Folha de S. Paulo


Físico lança HQ com respostas científicas para dúvidas absurdas

Faltavam poucas horas para o módulo Philae se desconectar da sonda Rosetta e pousar no cometa Churyumov-Gerasimenko, e Randall Munroe, 30, não disfarçava a animação. "Vou ficar acordado a noite toda, quero ver se vai dar certo", disse à Folha por telefone, tímido, como se fosse um sujeito qualquer diante de um evento banal.

E isso o físico e quadrinista conhecido como Xkcd, autor de "E Se? – Respostas Científicas para Perguntas Absurdas", não é. Seu traço de bonequinhos de palito beira o conceitual, mas os temas têm escopo épico e são medidos pela grande régua da ciência.

* DADOS REGISTRADOS *

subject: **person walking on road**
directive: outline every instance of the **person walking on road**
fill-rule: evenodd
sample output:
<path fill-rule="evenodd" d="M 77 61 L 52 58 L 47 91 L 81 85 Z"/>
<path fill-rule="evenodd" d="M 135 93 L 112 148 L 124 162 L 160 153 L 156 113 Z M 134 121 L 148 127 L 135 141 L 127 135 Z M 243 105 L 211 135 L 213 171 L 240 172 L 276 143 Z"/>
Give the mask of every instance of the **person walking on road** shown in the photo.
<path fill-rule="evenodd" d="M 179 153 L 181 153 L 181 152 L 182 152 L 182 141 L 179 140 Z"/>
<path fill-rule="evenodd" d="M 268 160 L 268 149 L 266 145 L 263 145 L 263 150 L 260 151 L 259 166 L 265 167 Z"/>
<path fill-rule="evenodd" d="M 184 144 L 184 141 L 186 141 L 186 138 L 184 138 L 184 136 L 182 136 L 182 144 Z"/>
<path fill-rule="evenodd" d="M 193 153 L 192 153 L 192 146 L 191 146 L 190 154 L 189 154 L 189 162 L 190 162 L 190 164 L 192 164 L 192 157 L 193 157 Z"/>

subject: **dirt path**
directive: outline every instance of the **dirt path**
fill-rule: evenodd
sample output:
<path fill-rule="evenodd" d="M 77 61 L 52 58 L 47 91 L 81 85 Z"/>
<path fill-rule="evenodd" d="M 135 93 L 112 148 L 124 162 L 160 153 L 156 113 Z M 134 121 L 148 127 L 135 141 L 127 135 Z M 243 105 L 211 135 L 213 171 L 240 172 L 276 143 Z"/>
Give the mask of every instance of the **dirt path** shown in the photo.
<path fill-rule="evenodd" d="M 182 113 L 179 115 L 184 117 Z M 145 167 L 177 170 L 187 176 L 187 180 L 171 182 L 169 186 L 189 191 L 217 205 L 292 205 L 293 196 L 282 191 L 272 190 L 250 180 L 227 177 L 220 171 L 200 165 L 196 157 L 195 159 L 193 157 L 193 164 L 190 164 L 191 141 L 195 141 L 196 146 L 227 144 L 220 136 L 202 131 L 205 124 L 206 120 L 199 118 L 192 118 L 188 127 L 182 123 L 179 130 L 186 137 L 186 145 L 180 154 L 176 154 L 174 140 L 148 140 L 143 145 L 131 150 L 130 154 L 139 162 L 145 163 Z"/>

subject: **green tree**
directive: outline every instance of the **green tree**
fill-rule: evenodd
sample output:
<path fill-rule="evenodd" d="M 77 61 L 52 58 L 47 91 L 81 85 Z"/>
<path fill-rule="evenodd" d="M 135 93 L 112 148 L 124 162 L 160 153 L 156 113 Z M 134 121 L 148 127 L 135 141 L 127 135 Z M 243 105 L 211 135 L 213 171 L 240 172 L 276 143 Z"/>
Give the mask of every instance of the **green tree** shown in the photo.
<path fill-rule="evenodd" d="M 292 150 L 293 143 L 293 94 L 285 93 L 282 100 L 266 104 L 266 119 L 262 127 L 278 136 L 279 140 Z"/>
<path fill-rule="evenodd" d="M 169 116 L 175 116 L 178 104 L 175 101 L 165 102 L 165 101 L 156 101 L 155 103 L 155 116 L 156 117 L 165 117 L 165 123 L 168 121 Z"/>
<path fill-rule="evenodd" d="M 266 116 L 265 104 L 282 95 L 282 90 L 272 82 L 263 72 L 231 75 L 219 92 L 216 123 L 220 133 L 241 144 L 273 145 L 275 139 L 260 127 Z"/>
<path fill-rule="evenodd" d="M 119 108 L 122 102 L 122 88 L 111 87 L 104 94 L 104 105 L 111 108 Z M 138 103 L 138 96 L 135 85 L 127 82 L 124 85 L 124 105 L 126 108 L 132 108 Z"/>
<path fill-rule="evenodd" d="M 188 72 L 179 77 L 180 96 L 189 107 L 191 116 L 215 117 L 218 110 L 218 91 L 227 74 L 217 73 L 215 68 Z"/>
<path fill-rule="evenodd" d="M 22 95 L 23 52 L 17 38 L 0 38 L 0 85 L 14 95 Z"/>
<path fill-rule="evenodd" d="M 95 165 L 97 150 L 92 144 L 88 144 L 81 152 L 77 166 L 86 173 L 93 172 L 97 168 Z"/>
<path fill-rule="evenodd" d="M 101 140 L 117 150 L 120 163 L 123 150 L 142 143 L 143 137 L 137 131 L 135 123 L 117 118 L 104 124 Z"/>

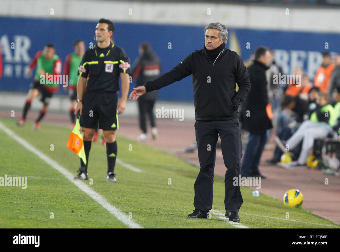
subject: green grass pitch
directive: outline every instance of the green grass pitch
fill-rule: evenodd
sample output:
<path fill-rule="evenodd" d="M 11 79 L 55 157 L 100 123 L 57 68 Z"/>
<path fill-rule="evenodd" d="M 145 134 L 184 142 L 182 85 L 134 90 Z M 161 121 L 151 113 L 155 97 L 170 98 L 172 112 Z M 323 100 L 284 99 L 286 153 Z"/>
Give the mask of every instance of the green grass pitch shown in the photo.
<path fill-rule="evenodd" d="M 32 129 L 32 124 L 29 122 L 20 128 L 14 120 L 1 119 L 0 122 L 76 174 L 79 159 L 66 147 L 71 131 L 69 127 L 43 123 L 41 130 L 36 131 Z M 128 227 L 61 173 L 1 129 L 0 132 L 0 176 L 6 174 L 28 177 L 26 189 L 0 186 L 0 228 Z M 193 184 L 198 168 L 157 149 L 120 137 L 119 130 L 117 133 L 118 158 L 143 172 L 136 173 L 117 164 L 115 173 L 117 182 L 106 182 L 105 148 L 99 143 L 92 143 L 88 173 L 89 178 L 93 179 L 93 184 L 89 184 L 89 181 L 82 183 L 87 183 L 144 228 L 236 228 L 227 219 L 213 214 L 209 219 L 186 218 L 194 209 Z M 53 150 L 51 150 L 51 144 L 53 145 Z M 130 144 L 132 150 L 129 150 Z M 169 184 L 169 179 L 171 184 Z M 223 179 L 215 177 L 213 210 L 223 213 L 225 213 L 224 183 Z M 262 194 L 254 197 L 252 190 L 246 187 L 242 187 L 241 190 L 244 203 L 239 215 L 241 224 L 247 227 L 339 227 L 303 209 L 286 206 L 282 202 Z M 283 190 L 283 195 L 286 191 Z M 286 219 L 287 212 L 289 220 L 298 221 Z"/>

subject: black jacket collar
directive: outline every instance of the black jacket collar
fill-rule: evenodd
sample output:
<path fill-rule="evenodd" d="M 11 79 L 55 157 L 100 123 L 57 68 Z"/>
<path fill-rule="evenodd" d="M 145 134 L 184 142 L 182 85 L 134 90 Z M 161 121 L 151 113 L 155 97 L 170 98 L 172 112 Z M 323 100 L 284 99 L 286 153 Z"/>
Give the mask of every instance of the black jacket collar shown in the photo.
<path fill-rule="evenodd" d="M 221 44 L 220 46 L 217 47 L 215 49 L 213 49 L 212 50 L 208 50 L 205 45 L 204 50 L 208 58 L 212 60 L 214 60 L 221 51 L 222 51 L 225 48 L 225 44 L 223 43 Z"/>

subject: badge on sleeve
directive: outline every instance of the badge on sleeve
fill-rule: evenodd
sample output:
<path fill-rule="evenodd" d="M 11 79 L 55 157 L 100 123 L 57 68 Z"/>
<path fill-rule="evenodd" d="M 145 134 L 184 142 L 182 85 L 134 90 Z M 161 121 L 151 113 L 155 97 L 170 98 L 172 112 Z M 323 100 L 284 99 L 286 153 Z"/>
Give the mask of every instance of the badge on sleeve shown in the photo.
<path fill-rule="evenodd" d="M 126 70 L 130 67 L 130 64 L 129 64 L 129 62 L 123 62 L 119 65 L 119 67 L 123 70 Z"/>
<path fill-rule="evenodd" d="M 113 64 L 106 63 L 105 65 L 105 72 L 107 73 L 112 73 L 113 71 Z"/>

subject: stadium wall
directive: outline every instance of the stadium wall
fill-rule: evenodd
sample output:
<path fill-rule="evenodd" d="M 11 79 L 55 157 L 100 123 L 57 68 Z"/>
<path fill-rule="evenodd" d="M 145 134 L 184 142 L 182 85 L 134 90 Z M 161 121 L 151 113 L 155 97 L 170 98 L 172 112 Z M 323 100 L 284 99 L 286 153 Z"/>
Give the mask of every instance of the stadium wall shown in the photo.
<path fill-rule="evenodd" d="M 302 66 L 312 79 L 321 62 L 321 52 L 340 52 L 340 18 L 335 15 L 338 8 L 290 7 L 286 15 L 286 8 L 282 6 L 250 4 L 86 0 L 1 3 L 2 91 L 27 92 L 32 78 L 25 76 L 25 69 L 47 42 L 55 44 L 63 62 L 72 51 L 73 40 L 82 38 L 89 46 L 94 43 L 94 27 L 101 17 L 115 22 L 115 43 L 125 50 L 132 61 L 138 55 L 140 42 L 151 43 L 162 60 L 164 72 L 202 48 L 205 25 L 217 21 L 228 26 L 227 47 L 237 52 L 245 61 L 257 46 L 266 46 L 275 51 L 284 73 Z M 160 90 L 159 98 L 191 102 L 192 85 L 190 77 L 185 78 Z M 58 93 L 63 93 L 62 88 Z"/>

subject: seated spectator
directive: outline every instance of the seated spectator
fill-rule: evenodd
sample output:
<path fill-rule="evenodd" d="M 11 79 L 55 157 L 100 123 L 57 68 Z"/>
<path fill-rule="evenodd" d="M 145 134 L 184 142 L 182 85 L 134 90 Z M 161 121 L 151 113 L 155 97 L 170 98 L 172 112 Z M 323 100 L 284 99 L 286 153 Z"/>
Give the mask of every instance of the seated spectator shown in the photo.
<path fill-rule="evenodd" d="M 304 115 L 304 121 L 308 120 L 310 118 L 312 113 L 317 108 L 317 100 L 319 97 L 320 89 L 319 88 L 313 87 L 308 92 L 308 109 Z"/>
<path fill-rule="evenodd" d="M 340 55 L 337 54 L 334 57 L 334 68 L 330 76 L 330 82 L 328 92 L 330 94 L 338 87 L 340 87 Z M 334 101 L 334 100 L 333 100 Z"/>
<path fill-rule="evenodd" d="M 276 134 L 282 141 L 285 141 L 292 136 L 292 129 L 289 124 L 294 121 L 294 112 L 292 109 L 295 105 L 294 97 L 290 95 L 285 95 L 281 102 L 282 110 L 277 117 Z M 278 147 L 275 149 L 274 157 L 269 162 L 276 164 L 280 161 L 282 151 Z"/>
<path fill-rule="evenodd" d="M 296 68 L 294 75 L 295 76 L 302 76 L 302 70 L 301 68 Z M 301 80 L 300 79 L 300 78 Z M 304 82 L 302 81 L 303 79 Z M 304 78 L 299 77 L 295 78 L 295 82 L 292 82 L 291 79 L 287 80 L 287 82 L 288 82 L 288 88 L 285 91 L 285 94 L 294 97 L 295 106 L 293 108 L 292 110 L 296 113 L 296 122 L 301 123 L 304 120 L 303 115 L 308 109 L 308 103 L 305 100 L 301 98 L 299 95 L 302 92 L 304 93 L 308 93 L 311 87 L 308 85 L 305 77 Z"/>
<path fill-rule="evenodd" d="M 332 127 L 337 117 L 334 113 L 333 107 L 328 104 L 329 96 L 321 93 L 317 100 L 317 106 L 312 113 L 309 120 L 304 122 L 295 132 L 284 144 L 288 145 L 292 150 L 303 140 L 302 146 L 297 161 L 287 164 L 292 167 L 304 166 L 310 148 L 314 144 L 314 139 L 326 137 L 332 130 Z"/>
<path fill-rule="evenodd" d="M 335 115 L 333 119 L 335 122 L 333 126 L 333 130 L 338 134 L 340 134 L 340 86 L 334 89 L 333 92 L 333 98 L 336 102 L 334 105 L 334 113 Z"/>
<path fill-rule="evenodd" d="M 323 53 L 322 65 L 318 69 L 314 77 L 314 86 L 320 88 L 322 92 L 328 92 L 330 76 L 335 67 L 334 64 L 332 64 L 329 53 Z"/>

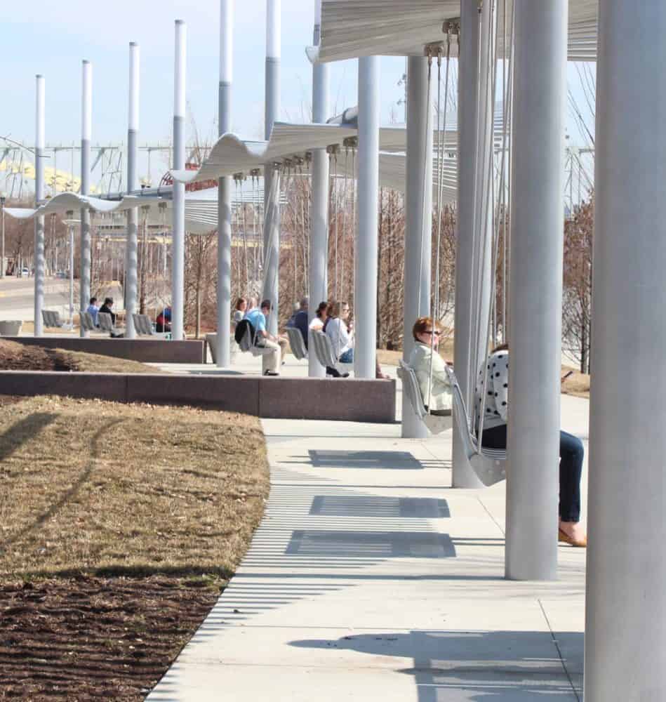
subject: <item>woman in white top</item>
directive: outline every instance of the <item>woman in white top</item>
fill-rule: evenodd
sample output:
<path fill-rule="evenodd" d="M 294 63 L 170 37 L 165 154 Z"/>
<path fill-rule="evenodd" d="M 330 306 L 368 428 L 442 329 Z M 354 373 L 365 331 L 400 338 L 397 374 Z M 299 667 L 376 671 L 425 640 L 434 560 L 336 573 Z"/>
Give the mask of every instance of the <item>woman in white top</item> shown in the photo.
<path fill-rule="evenodd" d="M 438 351 L 439 334 L 440 330 L 430 317 L 420 317 L 412 329 L 415 343 L 409 355 L 408 365 L 416 375 L 421 397 L 430 413 L 448 416 L 451 413 L 453 395 L 446 364 Z"/>
<path fill-rule="evenodd" d="M 349 303 L 332 302 L 328 305 L 324 330 L 331 339 L 333 352 L 340 363 L 354 361 L 354 332 L 347 327 L 349 317 Z"/>
<path fill-rule="evenodd" d="M 309 328 L 313 331 L 321 331 L 324 329 L 324 325 L 326 324 L 326 318 L 328 317 L 328 314 L 326 314 L 328 307 L 328 303 L 319 303 L 317 305 L 317 308 L 314 312 L 314 317 L 309 325 Z"/>
<path fill-rule="evenodd" d="M 495 349 L 481 366 L 474 388 L 474 415 L 477 431 L 484 414 L 481 445 L 506 449 L 509 419 L 509 345 Z M 572 434 L 559 432 L 559 541 L 585 547 L 587 538 L 580 525 L 580 478 L 585 448 Z"/>
<path fill-rule="evenodd" d="M 234 310 L 234 325 L 237 324 L 245 317 L 248 309 L 248 301 L 245 298 L 239 298 L 236 300 L 236 308 Z"/>

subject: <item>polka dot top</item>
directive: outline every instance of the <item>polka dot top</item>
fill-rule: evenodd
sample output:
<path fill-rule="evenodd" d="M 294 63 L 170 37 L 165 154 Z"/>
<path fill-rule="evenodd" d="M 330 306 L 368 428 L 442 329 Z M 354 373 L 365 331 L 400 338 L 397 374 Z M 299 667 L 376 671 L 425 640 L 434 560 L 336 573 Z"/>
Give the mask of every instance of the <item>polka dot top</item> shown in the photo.
<path fill-rule="evenodd" d="M 486 402 L 484 403 L 484 376 L 486 377 Z M 481 407 L 484 408 L 484 428 L 491 429 L 507 423 L 509 409 L 509 352 L 498 351 L 492 354 L 481 366 L 477 376 L 474 387 L 474 419 L 480 424 Z"/>

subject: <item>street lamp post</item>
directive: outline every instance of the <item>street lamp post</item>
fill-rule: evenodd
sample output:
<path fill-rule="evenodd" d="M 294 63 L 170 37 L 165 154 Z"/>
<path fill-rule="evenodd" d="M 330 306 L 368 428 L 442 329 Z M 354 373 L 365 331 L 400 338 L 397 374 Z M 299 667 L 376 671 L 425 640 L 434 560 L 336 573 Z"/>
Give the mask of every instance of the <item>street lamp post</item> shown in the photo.
<path fill-rule="evenodd" d="M 0 278 L 5 277 L 5 200 L 7 199 L 6 192 L 0 192 L 0 229 L 2 232 L 2 240 L 0 243 L 1 251 L 0 251 Z"/>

* ENUNCIADO 1 *
Liste todos os objetos espaciais citados na reportagem sobre Randall Munroe, indicando como cada um é designado.
* ENUNCIADO 2 *
Transcreva da reportagem sobre Randall Munroe o trecho que vai de "Físico lança HQ" até "régua da ciência.", inclusive.
* ENUNCIADO 3 *
Segundo a reportagem sobre Randall Munroe, por que ele pretendia ficar acordado a noite toda?

* RESPOSTA CORRETA 1 *
- módulo Philae
- sonda Rosetta
- cometa Churyumov-Gerasimenko

* RESPOSTA CORRETA 2 *
Físico lança HQ com respostas científicas para dúvidas absurdas

Faltavam poucas horas para o módulo Philae se desconectar da sonda Rosetta e pousar no cometa Churyumov-Gerasimenko, e Randall Munroe, 30, não disfarçava a animação. "Vou ficar acordado a noite toda, quero ver se vai dar certo", disse à Folha por telefone, tímido, como se fosse um sujeito qualquer diante de um evento banal.

E isso o físico e quadrinista conhecido como Xkcd, autor de "E Se? – Respostas Científicas para Perguntas Absurdas", não é. Seu traço de bonequinhos de palito beira o conceitual, mas os temas têm escopo épico e são medidos pela grande régua da ciência.

* RESPOSTA CORRETA 3 *
Ele queria ver se o pouso do módulo Philae no cometa Churyumov-Gerasimenko daria certo.